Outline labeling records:

■ ■ ■ ■ ■

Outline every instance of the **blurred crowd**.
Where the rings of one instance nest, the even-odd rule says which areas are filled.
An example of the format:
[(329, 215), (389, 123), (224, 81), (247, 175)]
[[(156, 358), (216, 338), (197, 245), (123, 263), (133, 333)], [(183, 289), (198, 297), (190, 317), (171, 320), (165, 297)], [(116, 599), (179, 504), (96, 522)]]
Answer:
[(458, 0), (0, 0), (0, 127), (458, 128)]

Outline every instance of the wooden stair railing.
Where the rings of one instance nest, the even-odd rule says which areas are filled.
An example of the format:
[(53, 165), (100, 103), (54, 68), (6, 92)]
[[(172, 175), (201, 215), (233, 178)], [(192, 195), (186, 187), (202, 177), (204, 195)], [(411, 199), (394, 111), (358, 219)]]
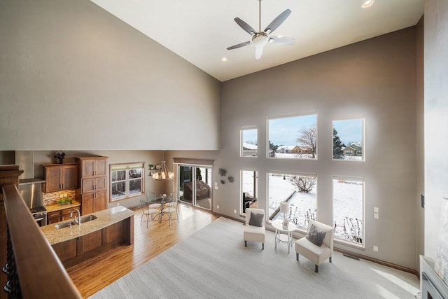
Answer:
[(0, 273), (0, 298), (81, 298), (20, 197), (21, 173), (0, 165), (0, 267), (7, 273), (7, 279)]

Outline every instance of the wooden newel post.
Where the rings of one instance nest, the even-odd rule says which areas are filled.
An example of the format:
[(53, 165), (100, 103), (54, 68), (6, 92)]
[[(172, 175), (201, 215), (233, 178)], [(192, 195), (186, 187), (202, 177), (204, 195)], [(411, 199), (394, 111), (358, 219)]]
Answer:
[[(23, 170), (19, 170), (18, 165), (0, 165), (0, 268), (6, 263), (6, 214), (3, 199), (3, 186), (5, 185), (19, 186), (19, 176)], [(8, 298), (8, 294), (3, 291), (6, 284), (6, 274), (0, 272), (0, 299)]]

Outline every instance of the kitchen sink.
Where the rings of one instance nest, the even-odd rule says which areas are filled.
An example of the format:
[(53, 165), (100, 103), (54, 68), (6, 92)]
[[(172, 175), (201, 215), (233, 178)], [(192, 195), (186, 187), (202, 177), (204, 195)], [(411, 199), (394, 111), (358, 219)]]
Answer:
[(75, 225), (76, 224), (76, 223), (75, 223), (74, 221), (62, 222), (60, 223), (55, 224), (55, 227), (59, 230), (60, 228), (71, 228), (73, 225)]
[(83, 216), (81, 217), (81, 223), (84, 223), (85, 222), (92, 221), (92, 220), (95, 220), (97, 216), (94, 215), (88, 215)]

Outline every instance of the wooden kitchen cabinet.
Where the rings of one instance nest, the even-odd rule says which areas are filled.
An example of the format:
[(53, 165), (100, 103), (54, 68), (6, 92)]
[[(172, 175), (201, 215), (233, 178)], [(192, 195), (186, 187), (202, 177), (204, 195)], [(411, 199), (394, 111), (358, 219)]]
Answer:
[(83, 179), (83, 193), (88, 192), (101, 191), (107, 189), (107, 177)]
[(107, 176), (107, 157), (80, 158), (83, 179)]
[(78, 188), (77, 164), (44, 164), (43, 192), (57, 192)]
[(55, 223), (61, 221), (61, 211), (54, 211), (47, 213), (47, 223), (48, 225)]
[(83, 215), (107, 209), (108, 157), (76, 158), (80, 167)]
[(83, 215), (107, 209), (107, 191), (93, 192), (81, 195)]

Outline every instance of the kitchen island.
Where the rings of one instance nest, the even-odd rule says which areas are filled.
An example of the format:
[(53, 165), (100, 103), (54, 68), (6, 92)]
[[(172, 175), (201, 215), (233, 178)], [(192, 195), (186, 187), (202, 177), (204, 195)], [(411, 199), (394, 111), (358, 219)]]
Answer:
[[(78, 214), (76, 213), (78, 216)], [(134, 212), (124, 207), (114, 207), (83, 216), (93, 220), (63, 228), (42, 226), (41, 230), (66, 267), (120, 244), (134, 244)]]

■ ■ ■ ■ ■

Reproduce the material above in full, exactly, with no images.

Outline every instance of the **blurred crowd**.
Where the rings of one instance nest, the even-odd rule says which areas are filled.
An example of the format:
[(329, 215), (389, 123), (224, 81), (247, 175)]
[[(156, 358), (216, 338), (197, 245), (123, 263), (133, 333)], [(183, 289), (198, 297), (190, 317), (171, 320), (165, 297)], [(116, 599), (179, 504), (96, 522)]]
Answer:
[(458, 0), (0, 0), (0, 127), (458, 128)]

Outline every instance of the wooden stair railing.
Where the rings of one instance nest, the even-odd rule says which areas are filled.
An example of the format:
[(53, 165), (100, 103), (54, 68), (6, 92)]
[[(172, 175), (201, 215), (233, 178)], [(192, 195), (186, 187), (202, 177), (204, 195)], [(411, 199), (394, 111), (358, 219)]]
Answer:
[(0, 273), (0, 298), (81, 298), (20, 197), (21, 173), (0, 165), (0, 267), (7, 273), (7, 279)]

Outline every instance of the wooden newel post.
Where the rings of one instance nest, the even-odd rule says which areas are filled.
An example of the format:
[(53, 165), (100, 103), (54, 68), (6, 92)]
[[(172, 175), (201, 215), (233, 178)], [(192, 195), (186, 187), (202, 177), (204, 195)], [(411, 199), (394, 111), (358, 219)]]
Answer:
[[(23, 170), (19, 170), (18, 165), (0, 165), (0, 268), (6, 263), (6, 214), (3, 199), (3, 186), (5, 185), (19, 186), (19, 176)], [(8, 298), (8, 294), (3, 291), (6, 284), (6, 274), (0, 272), (0, 299)]]

Outline every instance of the kitchen sink.
Where the rings of one instance nest, the even-odd rule says which areas are filled.
An example of the format:
[(53, 165), (100, 103), (54, 68), (6, 92)]
[[(172, 175), (201, 215), (233, 178)], [(192, 195), (186, 187), (202, 177), (204, 195)], [(411, 199), (394, 111), (358, 219)]]
Answer:
[(75, 225), (76, 224), (76, 223), (75, 223), (74, 221), (62, 222), (60, 223), (55, 224), (55, 227), (59, 230), (60, 228), (71, 228), (73, 225)]
[(83, 216), (81, 217), (81, 223), (84, 223), (85, 222), (92, 221), (92, 220), (95, 220), (97, 216), (94, 215), (88, 215)]

Outline every instance of the wooden kitchen cabinet.
Where the rings of one instance nest, the even-odd rule says which areas are filled.
An example of the format:
[(53, 165), (100, 103), (54, 68), (6, 92)]
[[(172, 175), (201, 215), (233, 178)], [(192, 195), (186, 187), (202, 177), (204, 195)], [(411, 199), (394, 111), (358, 219)]]
Answer:
[(83, 179), (83, 193), (88, 192), (101, 191), (107, 189), (107, 177)]
[(107, 176), (107, 157), (80, 158), (83, 179)]
[(78, 188), (77, 164), (44, 164), (43, 192), (57, 192)]
[(55, 223), (61, 221), (61, 211), (54, 211), (47, 213), (47, 223), (48, 225)]
[(83, 215), (107, 209), (108, 157), (76, 158), (80, 167)]
[(83, 215), (107, 209), (107, 191), (93, 192), (81, 195)]

Outline every instance of the kitchen island.
Where the rings of one instance nest, the even-odd rule says which areas are filled.
An example of the format:
[(53, 165), (100, 103), (54, 68), (6, 92)]
[[(172, 175), (201, 215), (233, 178)], [(192, 195), (186, 187), (202, 177), (204, 195)], [(411, 199), (394, 111), (358, 219)]]
Answer:
[[(78, 214), (76, 213), (78, 216)], [(134, 212), (124, 207), (114, 207), (83, 216), (93, 220), (63, 228), (42, 226), (41, 230), (66, 267), (120, 244), (134, 244)]]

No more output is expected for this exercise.